Problem:
Only the lines that hold "woman" should be in the answer, each copied from the data below.

*** Opening of Information ***

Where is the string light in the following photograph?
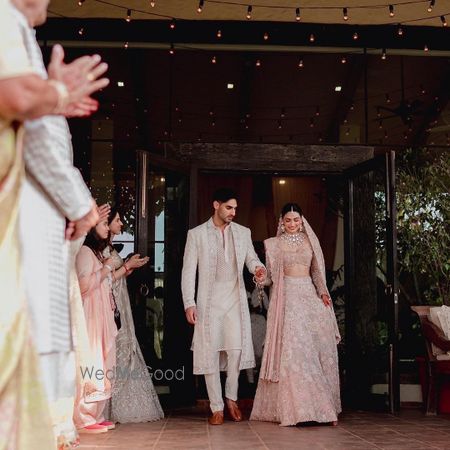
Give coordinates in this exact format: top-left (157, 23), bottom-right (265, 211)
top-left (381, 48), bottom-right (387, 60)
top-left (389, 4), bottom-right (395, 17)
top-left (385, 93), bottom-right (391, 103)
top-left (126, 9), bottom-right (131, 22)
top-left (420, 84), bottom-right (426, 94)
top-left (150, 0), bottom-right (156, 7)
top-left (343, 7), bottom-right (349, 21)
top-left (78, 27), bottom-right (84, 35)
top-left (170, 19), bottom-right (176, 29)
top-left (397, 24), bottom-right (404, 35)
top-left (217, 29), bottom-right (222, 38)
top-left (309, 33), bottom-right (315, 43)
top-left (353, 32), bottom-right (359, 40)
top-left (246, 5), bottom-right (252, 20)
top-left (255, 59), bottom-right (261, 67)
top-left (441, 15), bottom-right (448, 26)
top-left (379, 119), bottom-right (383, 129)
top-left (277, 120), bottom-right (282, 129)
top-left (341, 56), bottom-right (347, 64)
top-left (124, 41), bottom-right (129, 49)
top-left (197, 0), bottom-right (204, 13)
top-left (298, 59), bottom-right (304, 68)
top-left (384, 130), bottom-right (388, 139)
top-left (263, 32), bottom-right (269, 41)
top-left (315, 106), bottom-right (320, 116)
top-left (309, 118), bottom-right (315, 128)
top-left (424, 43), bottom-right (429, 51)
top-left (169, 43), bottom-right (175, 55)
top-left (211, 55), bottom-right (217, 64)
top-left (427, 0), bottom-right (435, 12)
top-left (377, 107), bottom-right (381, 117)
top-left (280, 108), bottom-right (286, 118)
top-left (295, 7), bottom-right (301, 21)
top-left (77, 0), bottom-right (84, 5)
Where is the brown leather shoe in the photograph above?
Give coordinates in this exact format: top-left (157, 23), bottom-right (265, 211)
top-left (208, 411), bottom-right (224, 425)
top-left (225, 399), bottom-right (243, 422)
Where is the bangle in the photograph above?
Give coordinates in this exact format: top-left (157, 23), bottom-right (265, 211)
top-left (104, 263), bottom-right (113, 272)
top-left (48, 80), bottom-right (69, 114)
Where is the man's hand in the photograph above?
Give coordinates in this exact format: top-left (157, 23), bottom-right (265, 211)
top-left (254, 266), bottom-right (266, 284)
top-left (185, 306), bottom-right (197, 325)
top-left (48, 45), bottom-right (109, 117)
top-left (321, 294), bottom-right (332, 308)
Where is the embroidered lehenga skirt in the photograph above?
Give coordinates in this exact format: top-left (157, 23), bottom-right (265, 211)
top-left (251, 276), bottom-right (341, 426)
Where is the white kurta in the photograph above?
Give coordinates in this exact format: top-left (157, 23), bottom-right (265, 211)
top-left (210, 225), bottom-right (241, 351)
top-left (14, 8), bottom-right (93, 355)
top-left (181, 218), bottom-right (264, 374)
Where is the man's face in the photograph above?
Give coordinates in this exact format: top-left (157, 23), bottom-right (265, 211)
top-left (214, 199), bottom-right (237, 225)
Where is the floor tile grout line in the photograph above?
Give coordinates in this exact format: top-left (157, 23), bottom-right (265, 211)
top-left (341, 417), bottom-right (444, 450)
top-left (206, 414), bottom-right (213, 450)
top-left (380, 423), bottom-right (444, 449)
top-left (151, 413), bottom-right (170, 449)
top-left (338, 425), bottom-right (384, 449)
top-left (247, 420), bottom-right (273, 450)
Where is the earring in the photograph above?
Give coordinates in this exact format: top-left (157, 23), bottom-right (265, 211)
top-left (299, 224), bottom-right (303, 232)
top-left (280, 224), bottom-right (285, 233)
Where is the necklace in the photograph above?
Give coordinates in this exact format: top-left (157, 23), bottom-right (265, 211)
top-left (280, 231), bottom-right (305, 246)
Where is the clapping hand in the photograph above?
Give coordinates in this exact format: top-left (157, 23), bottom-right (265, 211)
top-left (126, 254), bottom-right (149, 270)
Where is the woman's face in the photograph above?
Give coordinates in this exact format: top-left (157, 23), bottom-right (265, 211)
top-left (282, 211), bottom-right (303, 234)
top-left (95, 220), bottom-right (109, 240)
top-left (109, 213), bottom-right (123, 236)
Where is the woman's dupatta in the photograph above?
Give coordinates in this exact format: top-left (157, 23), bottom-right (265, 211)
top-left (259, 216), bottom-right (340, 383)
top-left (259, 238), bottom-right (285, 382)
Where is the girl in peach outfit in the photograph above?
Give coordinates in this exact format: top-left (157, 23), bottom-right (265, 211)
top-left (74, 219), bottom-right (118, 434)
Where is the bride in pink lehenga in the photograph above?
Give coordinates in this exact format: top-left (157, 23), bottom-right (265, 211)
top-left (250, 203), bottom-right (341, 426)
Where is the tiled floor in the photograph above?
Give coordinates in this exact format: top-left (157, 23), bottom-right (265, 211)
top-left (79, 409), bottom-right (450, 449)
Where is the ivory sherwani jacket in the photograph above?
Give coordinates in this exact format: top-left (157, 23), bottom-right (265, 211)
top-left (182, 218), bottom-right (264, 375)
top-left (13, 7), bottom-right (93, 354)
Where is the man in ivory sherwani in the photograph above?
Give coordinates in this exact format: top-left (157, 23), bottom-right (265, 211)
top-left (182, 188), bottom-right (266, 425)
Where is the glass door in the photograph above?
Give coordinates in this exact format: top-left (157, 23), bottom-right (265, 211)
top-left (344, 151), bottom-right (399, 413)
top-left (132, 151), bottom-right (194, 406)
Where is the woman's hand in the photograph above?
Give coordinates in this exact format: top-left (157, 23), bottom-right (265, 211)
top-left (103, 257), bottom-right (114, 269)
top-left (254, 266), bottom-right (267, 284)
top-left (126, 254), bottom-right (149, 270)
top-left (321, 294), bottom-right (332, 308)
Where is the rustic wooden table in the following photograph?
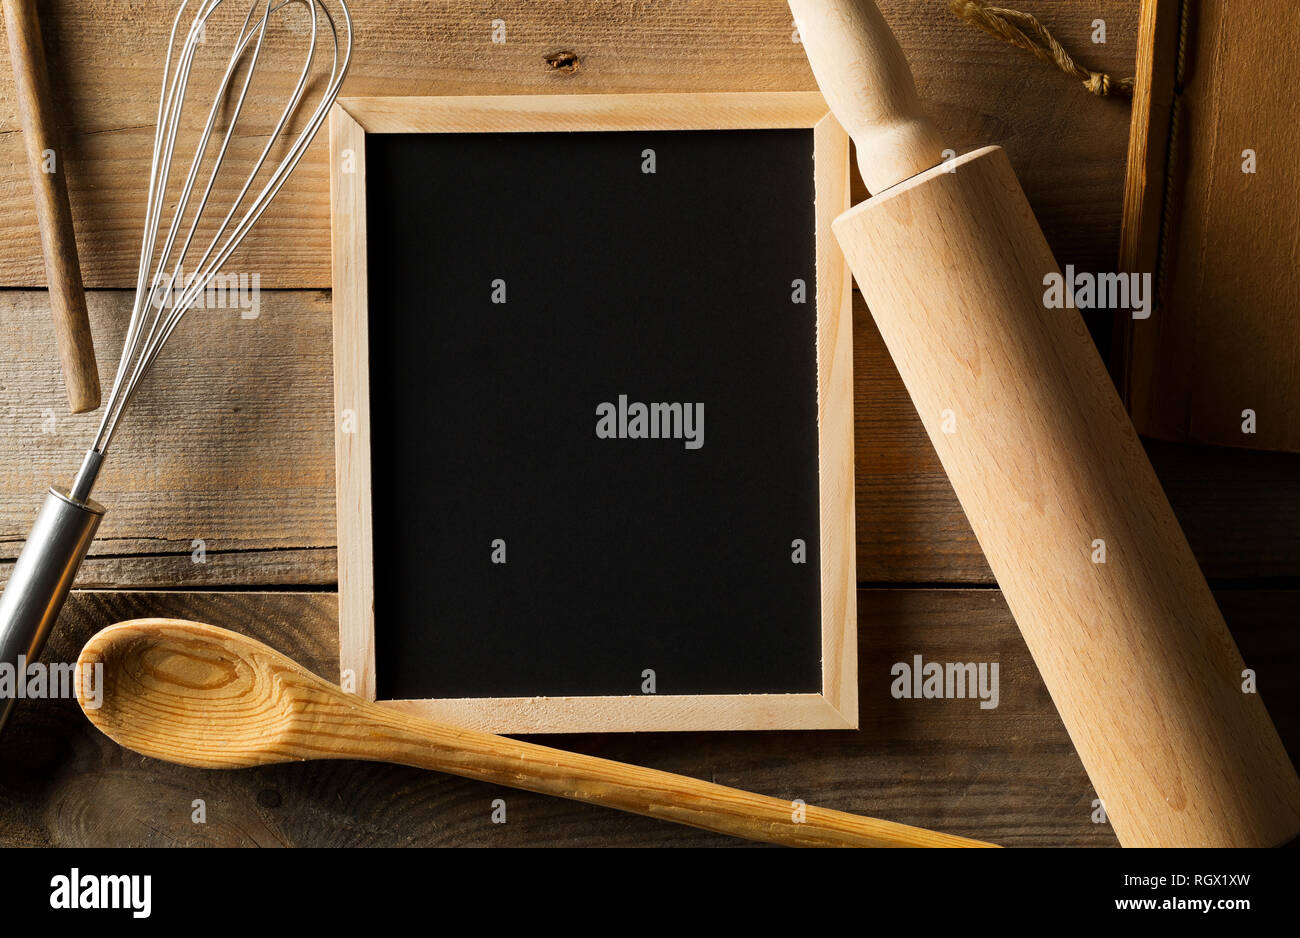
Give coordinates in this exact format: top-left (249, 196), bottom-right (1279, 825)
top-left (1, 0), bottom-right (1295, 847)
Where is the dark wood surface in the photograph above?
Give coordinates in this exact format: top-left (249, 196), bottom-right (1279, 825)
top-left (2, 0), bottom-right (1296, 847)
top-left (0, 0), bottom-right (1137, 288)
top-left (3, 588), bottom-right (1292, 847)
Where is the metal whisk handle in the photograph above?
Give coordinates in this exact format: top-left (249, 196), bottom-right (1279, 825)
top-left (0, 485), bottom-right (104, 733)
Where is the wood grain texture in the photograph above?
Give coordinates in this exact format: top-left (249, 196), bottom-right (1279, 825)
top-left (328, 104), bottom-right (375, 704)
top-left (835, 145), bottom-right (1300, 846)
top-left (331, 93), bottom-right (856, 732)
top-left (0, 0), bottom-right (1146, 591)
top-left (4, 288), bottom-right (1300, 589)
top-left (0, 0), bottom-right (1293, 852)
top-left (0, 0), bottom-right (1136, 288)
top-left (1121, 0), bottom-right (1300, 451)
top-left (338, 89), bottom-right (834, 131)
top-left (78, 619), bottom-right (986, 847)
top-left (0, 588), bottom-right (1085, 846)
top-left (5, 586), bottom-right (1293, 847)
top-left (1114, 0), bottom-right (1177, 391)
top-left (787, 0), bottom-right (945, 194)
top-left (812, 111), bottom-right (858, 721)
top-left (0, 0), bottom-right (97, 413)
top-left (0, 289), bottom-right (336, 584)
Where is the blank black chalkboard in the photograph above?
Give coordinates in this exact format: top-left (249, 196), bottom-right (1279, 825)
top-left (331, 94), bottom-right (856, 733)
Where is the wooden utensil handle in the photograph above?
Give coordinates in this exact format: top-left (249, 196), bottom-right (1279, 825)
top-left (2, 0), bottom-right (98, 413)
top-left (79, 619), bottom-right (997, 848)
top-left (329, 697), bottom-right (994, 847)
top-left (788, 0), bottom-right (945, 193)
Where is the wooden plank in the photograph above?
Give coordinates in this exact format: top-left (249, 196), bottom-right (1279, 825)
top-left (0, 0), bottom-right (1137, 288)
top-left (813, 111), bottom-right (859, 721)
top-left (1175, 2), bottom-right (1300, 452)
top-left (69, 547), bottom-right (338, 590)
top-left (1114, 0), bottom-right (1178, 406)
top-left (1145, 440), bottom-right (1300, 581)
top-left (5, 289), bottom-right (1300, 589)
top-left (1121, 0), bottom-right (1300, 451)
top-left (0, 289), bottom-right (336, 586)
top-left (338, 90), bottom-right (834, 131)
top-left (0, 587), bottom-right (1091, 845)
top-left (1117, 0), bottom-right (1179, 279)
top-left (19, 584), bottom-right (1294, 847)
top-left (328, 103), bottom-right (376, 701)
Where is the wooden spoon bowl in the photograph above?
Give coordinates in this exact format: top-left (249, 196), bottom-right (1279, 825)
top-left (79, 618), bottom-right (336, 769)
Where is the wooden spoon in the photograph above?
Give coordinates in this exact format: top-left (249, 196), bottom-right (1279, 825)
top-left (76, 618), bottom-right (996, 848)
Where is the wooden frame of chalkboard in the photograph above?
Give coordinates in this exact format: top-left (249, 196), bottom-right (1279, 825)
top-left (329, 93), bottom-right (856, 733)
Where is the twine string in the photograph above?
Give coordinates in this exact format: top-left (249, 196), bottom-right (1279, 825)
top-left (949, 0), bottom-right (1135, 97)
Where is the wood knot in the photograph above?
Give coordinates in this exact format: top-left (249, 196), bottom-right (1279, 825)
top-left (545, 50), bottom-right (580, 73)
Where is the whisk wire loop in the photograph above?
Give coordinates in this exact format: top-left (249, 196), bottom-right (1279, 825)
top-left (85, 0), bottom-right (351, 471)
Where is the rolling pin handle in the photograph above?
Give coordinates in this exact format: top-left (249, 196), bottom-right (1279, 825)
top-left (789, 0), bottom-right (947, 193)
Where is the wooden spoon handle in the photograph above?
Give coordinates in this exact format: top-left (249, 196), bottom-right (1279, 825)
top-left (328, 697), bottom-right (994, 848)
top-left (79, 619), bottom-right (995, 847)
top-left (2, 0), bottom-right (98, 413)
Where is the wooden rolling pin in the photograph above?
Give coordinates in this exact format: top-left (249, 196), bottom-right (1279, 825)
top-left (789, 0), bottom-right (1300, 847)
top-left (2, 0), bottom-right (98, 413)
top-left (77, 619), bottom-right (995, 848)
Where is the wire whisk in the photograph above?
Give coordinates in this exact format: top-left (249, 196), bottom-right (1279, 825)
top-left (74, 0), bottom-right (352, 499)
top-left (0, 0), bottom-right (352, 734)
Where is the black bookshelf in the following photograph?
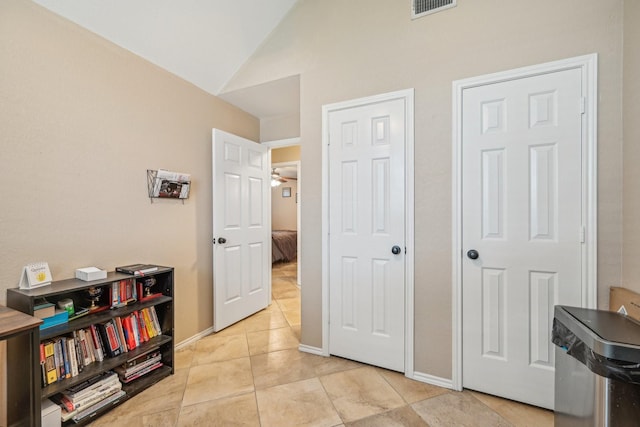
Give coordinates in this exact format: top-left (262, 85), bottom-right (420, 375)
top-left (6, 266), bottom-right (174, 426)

*** Close of Information ***

Written response:
Where is the woman's face in the photograph above?
Where is the woman's dupatta in the photograph above?
Where is the woman's hand in the photograph above?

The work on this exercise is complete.